» **Data for this task**

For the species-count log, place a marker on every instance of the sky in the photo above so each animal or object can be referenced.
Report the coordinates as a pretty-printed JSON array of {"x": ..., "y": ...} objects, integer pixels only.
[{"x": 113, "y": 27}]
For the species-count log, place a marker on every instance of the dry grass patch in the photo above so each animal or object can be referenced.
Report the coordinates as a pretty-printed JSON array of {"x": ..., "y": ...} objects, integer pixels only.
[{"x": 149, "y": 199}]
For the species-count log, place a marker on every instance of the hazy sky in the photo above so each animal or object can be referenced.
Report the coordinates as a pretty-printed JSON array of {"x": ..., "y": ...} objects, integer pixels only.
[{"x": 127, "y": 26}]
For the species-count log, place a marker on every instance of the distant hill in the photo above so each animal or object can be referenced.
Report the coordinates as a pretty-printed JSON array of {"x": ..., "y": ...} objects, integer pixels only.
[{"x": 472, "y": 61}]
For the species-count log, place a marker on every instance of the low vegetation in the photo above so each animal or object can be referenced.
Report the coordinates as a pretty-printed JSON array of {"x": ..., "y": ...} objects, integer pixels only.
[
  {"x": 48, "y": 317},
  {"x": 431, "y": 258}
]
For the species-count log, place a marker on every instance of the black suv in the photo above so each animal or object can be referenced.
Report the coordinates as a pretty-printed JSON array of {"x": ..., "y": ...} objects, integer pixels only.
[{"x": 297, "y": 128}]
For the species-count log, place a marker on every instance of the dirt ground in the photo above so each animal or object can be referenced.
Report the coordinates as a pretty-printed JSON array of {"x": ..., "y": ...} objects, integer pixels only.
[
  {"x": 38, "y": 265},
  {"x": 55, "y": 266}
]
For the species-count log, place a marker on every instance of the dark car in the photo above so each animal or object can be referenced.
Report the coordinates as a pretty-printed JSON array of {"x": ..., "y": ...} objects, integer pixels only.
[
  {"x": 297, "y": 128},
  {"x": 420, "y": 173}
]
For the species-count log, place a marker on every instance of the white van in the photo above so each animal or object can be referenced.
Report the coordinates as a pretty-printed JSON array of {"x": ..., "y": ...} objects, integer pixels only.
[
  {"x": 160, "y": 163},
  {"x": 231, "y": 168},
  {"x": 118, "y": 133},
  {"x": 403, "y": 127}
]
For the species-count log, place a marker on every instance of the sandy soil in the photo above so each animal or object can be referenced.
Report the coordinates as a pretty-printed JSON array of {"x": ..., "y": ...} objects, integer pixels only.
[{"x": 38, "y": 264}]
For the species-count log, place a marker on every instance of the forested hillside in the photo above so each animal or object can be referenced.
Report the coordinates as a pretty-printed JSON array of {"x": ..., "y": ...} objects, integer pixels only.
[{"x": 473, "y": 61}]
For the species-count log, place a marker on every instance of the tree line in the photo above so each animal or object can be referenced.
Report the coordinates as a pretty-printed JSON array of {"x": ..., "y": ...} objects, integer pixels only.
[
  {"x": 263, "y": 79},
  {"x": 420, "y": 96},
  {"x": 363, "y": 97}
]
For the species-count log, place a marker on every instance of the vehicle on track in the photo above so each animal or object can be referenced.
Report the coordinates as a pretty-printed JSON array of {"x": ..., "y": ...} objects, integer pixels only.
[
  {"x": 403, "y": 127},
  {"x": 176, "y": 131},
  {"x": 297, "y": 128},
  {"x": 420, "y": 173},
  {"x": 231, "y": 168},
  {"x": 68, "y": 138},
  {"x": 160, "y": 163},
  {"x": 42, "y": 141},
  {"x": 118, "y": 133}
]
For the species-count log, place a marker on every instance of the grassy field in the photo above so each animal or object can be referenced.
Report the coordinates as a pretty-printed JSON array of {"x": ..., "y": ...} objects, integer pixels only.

» **Written problem**
Please copy every row above word for word, keeping the original punctuation and line breaks.

» **Written answer**
For the species-count log, place a marker on every instance of the sky in the photo above so each animal or object can be referenced.
Report the coordinates as a pretty-printed JSON array of {"x": ..., "y": ...} objects, integer pixels only.
[{"x": 113, "y": 27}]
For the species-count log, place a marker on every instance of the dry grass patch in the photo above so each animal or object can be referenced.
Report the coordinates as a pretty-printed JSON array of {"x": ..., "y": ...} objects, integer pixels only.
[{"x": 149, "y": 199}]
For the species-count log, place a marker on every instance of the hazy sky in the photo above so each animal or object can be referenced.
Report the coordinates as a pretty-printed JSON array of {"x": ..., "y": ...} objects, integer pixels only.
[{"x": 127, "y": 26}]
For the species-count log, place a marker on every instance of the distant hill in the photo above so each animal or object can be referenced.
Report the coordinates as a pretty-printed JSON array of {"x": ..., "y": ...} objects, integer pixels only.
[{"x": 472, "y": 61}]
For the species-count log, place a marker on every instance of the low vegetation in the photo above so each animal or object can be referenced.
Report the coordinates as a pretty-printed JSON array of {"x": ..., "y": ...} objects, integer pixels only.
[
  {"x": 48, "y": 317},
  {"x": 431, "y": 258}
]
For the species-count log, place a marker on every instance of the black suv in the photo above so each animal or object can be referenced.
Report the coordinates as a pretty-printed JSON array of {"x": ..., "y": ...} objects, integer pixels only.
[{"x": 297, "y": 128}]
For the species-count log, place a marker on every instance of the dirt ground in the photo above so each animal or object can be referenced.
Report the coordinates as a pretty-printed JSON array of {"x": ..., "y": ...} objects, integer pixels only.
[
  {"x": 38, "y": 265},
  {"x": 55, "y": 266}
]
For the species-count log, place a marker on every instance of the dark car in the photo above so each animal or object can be referenced.
Report the coordinates as a pretty-printed JSON array of {"x": ..., "y": ...} objects, integer pixels only.
[
  {"x": 297, "y": 128},
  {"x": 420, "y": 173}
]
For the species-count log, place a marker on every instance of the white van in the photo above so each animal or object can be referenced.
Report the coordinates as a pretty-printed JSON array of {"x": ..., "y": ...} objects, integer pixels only.
[
  {"x": 160, "y": 163},
  {"x": 231, "y": 168},
  {"x": 118, "y": 133},
  {"x": 403, "y": 127}
]
For the species-count log, place a marker on every instance of the sandy soil in the photo above so each animal or object can be referenced.
Report the coordinates as a pretty-printed JSON array of {"x": ..., "y": ...} objects, integer pixels only.
[{"x": 38, "y": 264}]
For the species-count log, place a marker on every instance of the forested hillside in the photo above so each animal or object can be referenced.
Report the coordinates as a pretty-printed JSON array of {"x": ..., "y": ...} objects, integer pixels only.
[{"x": 473, "y": 61}]
For the species-count log, place a marker on every instance of the tree line in the photo above so each animal or object can be referenced.
Report the coordinates as a pretty-printed JSON array of {"x": ..., "y": ...} objects, integer pixels only.
[
  {"x": 263, "y": 79},
  {"x": 420, "y": 96},
  {"x": 363, "y": 97}
]
For the species-count log, place a marker on every instance of the vehicle on track in the photo above so each animal or object can be referenced.
Report the coordinates as a pretty-printed JSON array of {"x": ..., "y": ...} objects, integer pixels only.
[
  {"x": 403, "y": 127},
  {"x": 176, "y": 131},
  {"x": 297, "y": 128},
  {"x": 420, "y": 173},
  {"x": 231, "y": 168},
  {"x": 68, "y": 138},
  {"x": 160, "y": 163},
  {"x": 42, "y": 141},
  {"x": 118, "y": 133}
]
For the species-count log, place a marker on every instance of the grassy field in the photo above so each animal or object can be referenced.
Report the coordinates as a pretty-printed JSON array of {"x": ..., "y": ...} objects, integer pixels only.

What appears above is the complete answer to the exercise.